(Page excerpt):
________

Who Owns the Affordable Housing Crisis?

Date: November 12, 2014
Category: Housing

Small business owners know we have an affordable housing crisis in the Charleston area. They know because of deep involvement with the city’s working class. Employing three or four people and working side by side with them, every day, in retail or professional services, means you get to know each other very, very well. And in a city where a worker must earn at least $42.65 per hour to afford the average-priced home, you see can see the impact of the affordable housing crisis on your employees’ faces.

According to a recent study commissioned by the Berkeley-Charleston-Dorchester Council of Governments, more than 53,000 homeowners and almost 40,000 rental households in the area spend too much of their income on housing. “Too much” is defined as more than 30 percent of monthly take-home pay to cover mortgage principal, interest, taxes and insurance or rent and utilities,. The obvious result of this problem is too little left over for medical bills, groceries, car repairs or other necessities.

Of course, this isn’t just a small business problem. It impacts recruitment in every sector, creates havoc in a local hospitality industry that relies on low-wage labor and worsens the transportation infrastructure crunch through ever-longer commutes between jobs and affordable homes. It impacts all of us on some level and offers real danger to the economic growth of the region. So what do we do about it? Who can solve this problem?

The answer, in part, brings us back to the business community. As the employer, capital source and focal point of the nexus between wage and price, private sector business holds a vital role in addressing our affordable housing crisis.

Here are three practical ideas any business leader should consider:

I. Initiate or invest in affordable housing projects. While this is obviously impossible for many businesses, those that are involved in real estate development or partner with companies in that sector should take a second look at affordable housing projects like the Seven Farms Apartments on Daniel Island. Financed in part by South Carolina Community Loan Fund, the property is designed for families earning up to 60 percent of area median income. It’s a smart, sustainable project that is a win for its financial backers, developers and residents.

________

Stored items:
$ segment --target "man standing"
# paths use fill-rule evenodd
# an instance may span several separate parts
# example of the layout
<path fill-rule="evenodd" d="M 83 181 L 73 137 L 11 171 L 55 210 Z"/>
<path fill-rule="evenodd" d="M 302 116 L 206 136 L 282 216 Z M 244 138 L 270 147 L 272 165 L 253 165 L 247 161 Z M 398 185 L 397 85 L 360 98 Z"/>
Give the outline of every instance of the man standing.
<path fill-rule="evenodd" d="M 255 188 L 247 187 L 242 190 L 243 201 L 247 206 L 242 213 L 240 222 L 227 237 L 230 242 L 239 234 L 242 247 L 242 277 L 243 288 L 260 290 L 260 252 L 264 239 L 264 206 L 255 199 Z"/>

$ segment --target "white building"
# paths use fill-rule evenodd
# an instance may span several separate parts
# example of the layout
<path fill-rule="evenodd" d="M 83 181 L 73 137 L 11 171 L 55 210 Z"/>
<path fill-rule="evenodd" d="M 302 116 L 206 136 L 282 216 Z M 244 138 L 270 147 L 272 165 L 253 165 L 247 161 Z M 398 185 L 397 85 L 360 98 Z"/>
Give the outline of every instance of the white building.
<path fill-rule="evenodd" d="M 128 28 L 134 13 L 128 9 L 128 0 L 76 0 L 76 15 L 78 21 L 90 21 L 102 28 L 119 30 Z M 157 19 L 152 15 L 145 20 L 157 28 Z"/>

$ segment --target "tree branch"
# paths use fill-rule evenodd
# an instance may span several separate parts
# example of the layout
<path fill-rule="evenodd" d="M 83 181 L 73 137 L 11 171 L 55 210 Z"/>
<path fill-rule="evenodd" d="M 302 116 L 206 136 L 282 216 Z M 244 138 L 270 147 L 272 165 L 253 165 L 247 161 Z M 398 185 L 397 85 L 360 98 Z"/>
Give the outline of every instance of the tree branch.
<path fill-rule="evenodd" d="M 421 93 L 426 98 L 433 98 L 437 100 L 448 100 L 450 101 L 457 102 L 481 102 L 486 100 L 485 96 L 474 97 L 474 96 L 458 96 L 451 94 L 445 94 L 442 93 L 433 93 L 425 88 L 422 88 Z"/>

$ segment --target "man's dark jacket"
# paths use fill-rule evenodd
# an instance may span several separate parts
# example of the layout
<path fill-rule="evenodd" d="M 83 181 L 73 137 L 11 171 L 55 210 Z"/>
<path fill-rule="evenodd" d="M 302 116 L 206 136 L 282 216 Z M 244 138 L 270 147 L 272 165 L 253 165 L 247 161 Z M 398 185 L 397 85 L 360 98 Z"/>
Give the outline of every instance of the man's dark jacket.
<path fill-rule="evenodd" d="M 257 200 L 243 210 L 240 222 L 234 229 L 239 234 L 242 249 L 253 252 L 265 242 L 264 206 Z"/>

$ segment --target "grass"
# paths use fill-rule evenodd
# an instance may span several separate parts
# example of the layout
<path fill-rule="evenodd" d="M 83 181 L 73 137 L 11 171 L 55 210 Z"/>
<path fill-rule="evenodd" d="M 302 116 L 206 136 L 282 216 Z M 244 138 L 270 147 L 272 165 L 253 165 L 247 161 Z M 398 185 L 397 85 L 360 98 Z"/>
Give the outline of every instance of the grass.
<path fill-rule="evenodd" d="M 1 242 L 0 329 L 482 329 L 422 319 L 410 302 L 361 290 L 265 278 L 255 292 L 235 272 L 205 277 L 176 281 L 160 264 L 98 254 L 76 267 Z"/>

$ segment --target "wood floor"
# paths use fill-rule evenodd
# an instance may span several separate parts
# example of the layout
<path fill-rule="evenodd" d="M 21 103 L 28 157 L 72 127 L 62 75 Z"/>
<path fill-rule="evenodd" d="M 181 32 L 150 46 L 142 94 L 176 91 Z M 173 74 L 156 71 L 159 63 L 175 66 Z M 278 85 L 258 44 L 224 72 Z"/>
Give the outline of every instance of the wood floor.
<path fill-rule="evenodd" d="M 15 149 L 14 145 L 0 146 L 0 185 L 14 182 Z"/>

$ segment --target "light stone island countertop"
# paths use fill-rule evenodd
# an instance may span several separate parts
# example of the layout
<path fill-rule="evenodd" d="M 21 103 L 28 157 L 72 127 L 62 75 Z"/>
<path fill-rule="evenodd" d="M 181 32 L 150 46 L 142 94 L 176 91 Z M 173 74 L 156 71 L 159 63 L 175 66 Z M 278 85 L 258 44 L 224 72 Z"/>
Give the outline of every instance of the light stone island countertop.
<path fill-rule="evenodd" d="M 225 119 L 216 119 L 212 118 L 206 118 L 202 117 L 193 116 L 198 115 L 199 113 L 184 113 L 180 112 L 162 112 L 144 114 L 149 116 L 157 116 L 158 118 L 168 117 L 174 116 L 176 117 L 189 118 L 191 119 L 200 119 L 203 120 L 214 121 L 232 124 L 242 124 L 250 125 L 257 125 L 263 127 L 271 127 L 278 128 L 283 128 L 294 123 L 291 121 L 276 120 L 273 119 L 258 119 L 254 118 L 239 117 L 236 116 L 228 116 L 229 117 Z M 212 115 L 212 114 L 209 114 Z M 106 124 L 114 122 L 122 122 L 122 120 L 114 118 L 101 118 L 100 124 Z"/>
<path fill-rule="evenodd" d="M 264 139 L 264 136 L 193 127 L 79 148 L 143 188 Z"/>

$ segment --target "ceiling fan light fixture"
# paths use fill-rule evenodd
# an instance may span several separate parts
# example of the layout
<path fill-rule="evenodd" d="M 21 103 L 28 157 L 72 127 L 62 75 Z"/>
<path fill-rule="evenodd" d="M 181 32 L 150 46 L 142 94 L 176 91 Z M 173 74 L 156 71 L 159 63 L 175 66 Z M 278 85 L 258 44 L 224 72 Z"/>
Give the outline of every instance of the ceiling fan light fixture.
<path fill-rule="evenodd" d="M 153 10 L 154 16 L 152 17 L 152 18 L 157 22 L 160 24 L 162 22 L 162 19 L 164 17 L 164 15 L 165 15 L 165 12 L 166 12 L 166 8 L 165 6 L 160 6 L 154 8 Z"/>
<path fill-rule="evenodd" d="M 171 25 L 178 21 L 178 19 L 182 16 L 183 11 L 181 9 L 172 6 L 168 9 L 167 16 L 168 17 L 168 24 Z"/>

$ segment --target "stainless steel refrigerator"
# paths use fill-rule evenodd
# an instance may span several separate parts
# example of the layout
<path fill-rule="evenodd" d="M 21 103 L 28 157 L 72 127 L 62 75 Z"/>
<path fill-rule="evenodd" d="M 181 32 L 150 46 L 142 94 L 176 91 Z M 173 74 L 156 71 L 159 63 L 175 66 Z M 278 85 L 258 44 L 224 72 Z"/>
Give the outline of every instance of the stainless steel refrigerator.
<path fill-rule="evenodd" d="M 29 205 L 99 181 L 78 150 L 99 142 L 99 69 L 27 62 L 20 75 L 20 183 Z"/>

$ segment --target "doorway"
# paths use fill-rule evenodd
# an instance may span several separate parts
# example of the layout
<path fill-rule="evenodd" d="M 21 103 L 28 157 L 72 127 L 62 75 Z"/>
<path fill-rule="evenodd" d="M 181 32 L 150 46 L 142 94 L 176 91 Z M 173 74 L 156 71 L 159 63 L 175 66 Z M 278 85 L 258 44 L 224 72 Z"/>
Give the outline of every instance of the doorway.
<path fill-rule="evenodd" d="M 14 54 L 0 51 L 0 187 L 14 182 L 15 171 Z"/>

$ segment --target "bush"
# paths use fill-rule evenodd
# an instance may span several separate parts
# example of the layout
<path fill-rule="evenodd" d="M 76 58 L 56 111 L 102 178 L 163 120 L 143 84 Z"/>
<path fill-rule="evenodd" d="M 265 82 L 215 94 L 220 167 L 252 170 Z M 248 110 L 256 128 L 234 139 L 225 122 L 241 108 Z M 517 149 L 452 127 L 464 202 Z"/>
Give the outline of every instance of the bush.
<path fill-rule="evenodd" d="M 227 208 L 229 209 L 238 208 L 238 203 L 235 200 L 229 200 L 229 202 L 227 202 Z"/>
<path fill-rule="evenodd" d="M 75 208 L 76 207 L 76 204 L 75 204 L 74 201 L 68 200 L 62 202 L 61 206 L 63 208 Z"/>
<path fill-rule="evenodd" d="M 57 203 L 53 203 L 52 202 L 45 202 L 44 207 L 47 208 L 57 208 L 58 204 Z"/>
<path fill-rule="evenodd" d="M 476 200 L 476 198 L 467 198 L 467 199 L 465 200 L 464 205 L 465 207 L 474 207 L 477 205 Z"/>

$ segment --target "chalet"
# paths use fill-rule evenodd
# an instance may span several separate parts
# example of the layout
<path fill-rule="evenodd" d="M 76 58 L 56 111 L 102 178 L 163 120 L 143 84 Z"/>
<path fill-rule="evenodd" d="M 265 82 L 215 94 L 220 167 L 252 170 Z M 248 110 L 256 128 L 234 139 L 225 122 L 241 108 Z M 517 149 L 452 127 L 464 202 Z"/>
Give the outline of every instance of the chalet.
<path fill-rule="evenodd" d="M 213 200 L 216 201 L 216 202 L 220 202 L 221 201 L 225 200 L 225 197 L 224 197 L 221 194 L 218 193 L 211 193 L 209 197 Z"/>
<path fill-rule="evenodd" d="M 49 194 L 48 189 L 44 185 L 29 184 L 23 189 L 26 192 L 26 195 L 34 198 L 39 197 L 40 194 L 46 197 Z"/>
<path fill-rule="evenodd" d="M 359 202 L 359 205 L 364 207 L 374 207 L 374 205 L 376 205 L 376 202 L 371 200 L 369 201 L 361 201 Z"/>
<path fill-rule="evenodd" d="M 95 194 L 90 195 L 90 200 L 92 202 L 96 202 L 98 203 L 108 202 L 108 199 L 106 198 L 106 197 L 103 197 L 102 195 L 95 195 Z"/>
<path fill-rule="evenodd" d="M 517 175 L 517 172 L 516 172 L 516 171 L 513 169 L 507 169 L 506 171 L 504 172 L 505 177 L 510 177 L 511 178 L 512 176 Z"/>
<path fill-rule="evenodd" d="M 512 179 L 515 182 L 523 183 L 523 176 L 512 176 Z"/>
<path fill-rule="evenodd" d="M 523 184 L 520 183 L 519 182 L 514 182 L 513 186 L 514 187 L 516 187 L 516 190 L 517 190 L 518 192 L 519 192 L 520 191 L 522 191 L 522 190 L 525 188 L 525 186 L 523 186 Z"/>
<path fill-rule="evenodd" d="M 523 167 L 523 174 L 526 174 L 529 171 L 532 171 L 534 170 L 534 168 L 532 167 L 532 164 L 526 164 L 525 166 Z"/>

________

(Exercises):
1. In the housing crisis article, change "capital source" to "source of funding" in the passage from "The answer, in" up to and including "affordable housing crisis.", and give that passage again.
2. Write what comes next in the article on Charleston's affordable housing crisis, following on from its final sentence.

(Answers in order):
1.
The answer, in part, brings us back to the business community. As the employer, source of funding and focal point of the nexus between wage and price, private sector business holds a vital role in addressing our affordable housing crisis.

2.
II. Demand action from your professional associations and elected leaders. Too few business leaders leverage their powerful position as job creators to demand action. Moreover, real participation from the business community will be required to effect meaningful solutions. The same zeal with which business leaders demand better roads to transport their employees to and from work, must also be coalesced to demand diverse and affordable housing options for those same workers. That collaboration begins with an email, a phone call or a personal visit. It begins when the business community takes the first step.

III. Actively support the groups already at work on the problem. At South Carolina Community Loan Fund, we finance the acquisition, predevelopment, infrastructure, construction, rehabilitation and permanent financing development costs for affordable housing projects. At the same time, we advocate here and in Columbia for planning and zoning policies that will address barriers to development and reduce the overwhelming needs for services like ours. Supporting organizations like ours, through investment or donation, makes a meaningful difference.

Can the business community solve the affordable housing crisis all on it’s own? Of course not. We need smart policy-making, broader community involvement and major improvements to the public infrastructure we share. But business leaders play a vital role as early adopters and messengers. They see the issue first-hand and know how vital it is to the continued success of their businesses. Their advocacy, informed by that irrefutable perspective, can move the political discourse in the right direction and effect real change.